**WHAT TO PRODUCE:** Starting at the beginning of the data and ending with the line that contains "419L0 420L0 448L6", write those lines out again, replacing "ocean wave" with "sea swell" and leaving everything else unchanged.

[Entries from a dataset]
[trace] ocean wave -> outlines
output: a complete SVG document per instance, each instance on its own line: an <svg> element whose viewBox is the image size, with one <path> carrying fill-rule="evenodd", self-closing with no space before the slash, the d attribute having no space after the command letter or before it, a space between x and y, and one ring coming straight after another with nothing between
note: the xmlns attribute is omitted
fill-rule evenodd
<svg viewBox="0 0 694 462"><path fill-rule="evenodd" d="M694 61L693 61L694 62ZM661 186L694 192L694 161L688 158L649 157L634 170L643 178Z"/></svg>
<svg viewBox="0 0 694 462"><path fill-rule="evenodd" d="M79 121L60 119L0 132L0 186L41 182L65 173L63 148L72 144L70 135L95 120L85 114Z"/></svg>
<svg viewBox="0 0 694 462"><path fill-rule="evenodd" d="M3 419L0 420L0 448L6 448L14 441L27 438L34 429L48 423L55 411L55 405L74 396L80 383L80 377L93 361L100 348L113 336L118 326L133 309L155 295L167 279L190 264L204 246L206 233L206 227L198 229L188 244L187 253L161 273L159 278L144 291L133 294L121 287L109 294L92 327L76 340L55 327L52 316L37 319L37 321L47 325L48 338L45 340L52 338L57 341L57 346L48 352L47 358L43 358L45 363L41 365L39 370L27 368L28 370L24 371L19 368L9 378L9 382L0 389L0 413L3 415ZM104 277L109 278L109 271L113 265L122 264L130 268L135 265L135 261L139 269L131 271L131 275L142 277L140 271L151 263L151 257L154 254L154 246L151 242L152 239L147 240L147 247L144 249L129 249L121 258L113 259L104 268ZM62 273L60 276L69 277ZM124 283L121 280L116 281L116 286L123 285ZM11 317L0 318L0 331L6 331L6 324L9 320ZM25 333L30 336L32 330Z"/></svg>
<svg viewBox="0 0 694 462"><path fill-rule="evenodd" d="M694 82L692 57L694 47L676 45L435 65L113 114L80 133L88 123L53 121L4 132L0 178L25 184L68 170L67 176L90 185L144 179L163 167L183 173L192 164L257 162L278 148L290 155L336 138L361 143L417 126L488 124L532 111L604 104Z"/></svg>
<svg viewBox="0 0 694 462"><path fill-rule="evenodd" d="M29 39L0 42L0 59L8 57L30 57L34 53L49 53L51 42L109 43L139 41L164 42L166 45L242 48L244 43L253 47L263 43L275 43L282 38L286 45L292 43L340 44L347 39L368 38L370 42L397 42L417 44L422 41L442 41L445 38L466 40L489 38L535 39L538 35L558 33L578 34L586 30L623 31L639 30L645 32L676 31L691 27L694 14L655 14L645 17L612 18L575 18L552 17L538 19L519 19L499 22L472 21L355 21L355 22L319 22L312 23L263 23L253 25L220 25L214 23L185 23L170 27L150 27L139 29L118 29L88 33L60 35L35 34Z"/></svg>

**RESULT OF THE EXERCISE:**
[trace] sea swell -> outlines
output: a complete SVG document per instance, each instance on its own line: an <svg> element whose viewBox is the image size, with one <path> carrying fill-rule="evenodd", self-closing with no space before the slash, the d attribute having no space after the command letter or before it, a space between x and y, and one ring coming straight after another with nothing between
note: the xmlns attribute is omitted
fill-rule evenodd
<svg viewBox="0 0 694 462"><path fill-rule="evenodd" d="M694 61L693 61L694 62ZM661 186L694 192L694 161L688 158L649 157L634 170L643 178Z"/></svg>
<svg viewBox="0 0 694 462"><path fill-rule="evenodd" d="M79 121L60 119L0 132L0 186L41 182L65 173L63 148L72 144L70 135L95 120L85 114Z"/></svg>
<svg viewBox="0 0 694 462"><path fill-rule="evenodd" d="M3 419L0 420L0 448L6 448L14 441L27 438L34 429L48 423L55 411L55 405L74 396L80 383L80 377L93 361L100 348L113 336L118 326L133 309L155 295L167 279L190 264L204 246L206 233L206 227L198 229L188 244L187 253L161 273L159 278L144 291L133 294L121 287L109 294L92 327L76 340L55 327L52 316L37 319L37 321L47 325L48 338L45 340L52 338L57 341L57 346L48 352L47 358L43 358L45 363L41 365L39 370L27 368L28 370L24 371L19 368L9 378L9 382L0 389L0 413L3 415ZM104 277L109 278L109 271L113 265L122 264L130 268L135 265L135 261L139 269L131 271L131 275L142 277L140 271L151 263L151 257L154 254L154 246L151 242L152 239L147 240L147 247L144 249L129 249L121 258L113 259L104 268ZM62 273L60 276L69 277ZM124 283L121 280L116 281L116 286L123 285ZM11 317L0 318L0 331L6 331L6 324L9 320ZM25 333L30 336L32 330Z"/></svg>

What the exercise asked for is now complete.